### EXCERPTED PASSAGE

Relationships

Up to Phase 5, every model has been a loner. An Author had a name and a bio; a Book had a title and a year; nothing pointed at anything else. But the whole reason you reached for a relational database is that things relate — an author writes books, a book wears tags. This phase is where you wire those connections so you can walk from one object to another in plain Python: author.books, book.author, book.tags.

Hold this mental model the entire way through, because it explains every line below.

The mental model: a foreign key with a Python face

📝 A relationship lives in two places at once. In the database, "this book was written by that author" is a single column: books.author_id holds the id of a row in authors. That's all a foreign key is — a column whose value matches some other table's primary key. In the ORM, that same link shows up as an attribute you navigate: book.author hands you the whole Author object, and author.books hands you the list of Books. One foreign key in the database, two attributes in Python — and relationship() is the thing that keeps those two views talking to each other.

If foreign keys themselves are fuzzy, Relationships & Keys is the prerequisite — it explains primary keys, foreign keys, and referential integrity from the ground up. And SQL Joins Explained shows how the database stitches the rows back together underneath what relationship() does for you.

### ENTRIES SUPPLIED
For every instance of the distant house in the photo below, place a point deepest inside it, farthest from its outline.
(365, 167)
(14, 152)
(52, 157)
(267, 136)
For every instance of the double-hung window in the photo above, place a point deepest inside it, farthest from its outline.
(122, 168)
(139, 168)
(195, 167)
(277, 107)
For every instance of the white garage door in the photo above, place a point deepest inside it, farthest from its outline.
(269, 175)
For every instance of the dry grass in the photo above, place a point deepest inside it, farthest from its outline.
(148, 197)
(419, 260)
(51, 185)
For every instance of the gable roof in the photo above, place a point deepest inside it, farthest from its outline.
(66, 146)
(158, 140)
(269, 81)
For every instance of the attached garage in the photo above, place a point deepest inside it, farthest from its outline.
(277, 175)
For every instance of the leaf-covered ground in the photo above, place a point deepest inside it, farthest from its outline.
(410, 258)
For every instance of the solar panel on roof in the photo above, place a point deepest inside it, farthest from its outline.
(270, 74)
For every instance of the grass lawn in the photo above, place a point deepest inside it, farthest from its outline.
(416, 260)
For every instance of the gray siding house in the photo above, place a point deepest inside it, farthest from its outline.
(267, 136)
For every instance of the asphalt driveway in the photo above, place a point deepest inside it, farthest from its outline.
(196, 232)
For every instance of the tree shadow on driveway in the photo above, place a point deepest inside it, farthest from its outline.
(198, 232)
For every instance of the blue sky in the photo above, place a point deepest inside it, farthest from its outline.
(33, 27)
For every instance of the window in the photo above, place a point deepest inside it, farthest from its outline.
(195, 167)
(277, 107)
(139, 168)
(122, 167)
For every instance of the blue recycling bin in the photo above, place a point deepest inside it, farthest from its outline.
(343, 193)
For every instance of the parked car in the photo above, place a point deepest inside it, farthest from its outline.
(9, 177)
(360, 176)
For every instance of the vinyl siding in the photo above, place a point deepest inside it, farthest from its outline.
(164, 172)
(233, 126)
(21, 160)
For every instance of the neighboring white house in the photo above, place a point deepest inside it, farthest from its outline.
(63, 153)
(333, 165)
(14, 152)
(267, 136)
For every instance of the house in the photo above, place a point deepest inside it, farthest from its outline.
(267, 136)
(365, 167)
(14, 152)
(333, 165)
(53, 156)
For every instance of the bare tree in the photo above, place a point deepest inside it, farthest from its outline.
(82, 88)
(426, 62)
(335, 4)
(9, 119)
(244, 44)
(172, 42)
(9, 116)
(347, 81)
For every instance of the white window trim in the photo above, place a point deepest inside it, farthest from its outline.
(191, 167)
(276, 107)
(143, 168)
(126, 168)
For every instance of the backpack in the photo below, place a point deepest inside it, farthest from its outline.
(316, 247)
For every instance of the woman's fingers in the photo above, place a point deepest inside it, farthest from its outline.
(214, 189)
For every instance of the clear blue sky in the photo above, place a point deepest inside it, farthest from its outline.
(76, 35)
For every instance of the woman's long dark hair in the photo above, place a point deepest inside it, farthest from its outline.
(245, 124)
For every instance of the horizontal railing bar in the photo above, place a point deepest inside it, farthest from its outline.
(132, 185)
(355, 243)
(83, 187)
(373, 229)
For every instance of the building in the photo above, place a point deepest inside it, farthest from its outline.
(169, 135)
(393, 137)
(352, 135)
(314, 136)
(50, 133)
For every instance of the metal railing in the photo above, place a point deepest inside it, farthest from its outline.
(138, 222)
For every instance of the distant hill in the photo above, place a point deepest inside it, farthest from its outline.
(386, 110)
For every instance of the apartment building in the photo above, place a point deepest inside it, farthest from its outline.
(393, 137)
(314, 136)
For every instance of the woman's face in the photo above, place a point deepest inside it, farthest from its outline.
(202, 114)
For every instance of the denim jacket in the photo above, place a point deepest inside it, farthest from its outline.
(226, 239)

### WHAT IS ASKED
A) Answer these about the passage on relationships:
(i) Which column in the books table holds the id of a row in authors?
(ii) What keeps the database view and the Python view of a link talking to each other?
(iii) Which resource is named as the prerequisite for anyone unclear on foreign keys?
B) Resume the passage on relationships after its final sentence, carrying the tutorial forward in the same voice.

### RESULTS OF THE EXERCISE
A)
(i) books.author_id
(ii) relationship()
(iii) Relationships & Keys

B)
Here's the domain we'll build for the rest of this phase:

erDiagram
    AUTHOR ||--o{ BOOK : writes
    BOOK }o--o{ TAG : "tagged with"

What just happened: one author writes many books (1—*), and books and tags form a many-to-many (*—*) — a book carries many tags, a tag labels many books. Two relationship shapes, two SQLAlchemy tools. We'll do the one-to-many first, since it's the one you'll write most.

One-to-many: foreign key + relationship()

A one-to-many needs two ingredients, and it's worth knowing which is which. The foreign key is the part the database cares about. The relationship() is the part you care about — it's pure ORM convenience that turns that key into a navigable attribute.

Start with the foreign key. Many books point to one author, so the author_id column lives on Book:

from sqlalchemy import ForeignKey
from sqlalchemy.orm import Mapped, mapped_column, relationship


class Author(Base):
    __tablename__ = "authors"

    id: Mapped[int] = mapped_column(primary_key=True)
    name: Mapped[str]

    books: Mapped[list["Book"]] = relationship(back_populates="author")


class Book(Base):
    __tablename__ = "books"

    id: Mapped[int] = mapped_column(primary_key=True)
    title: Mapped[str]
    author_id: Mapped[int] = mapped_column(ForeignKey("authors.id"))

    author: Mapped["Author"] = relationship(back_populates="books")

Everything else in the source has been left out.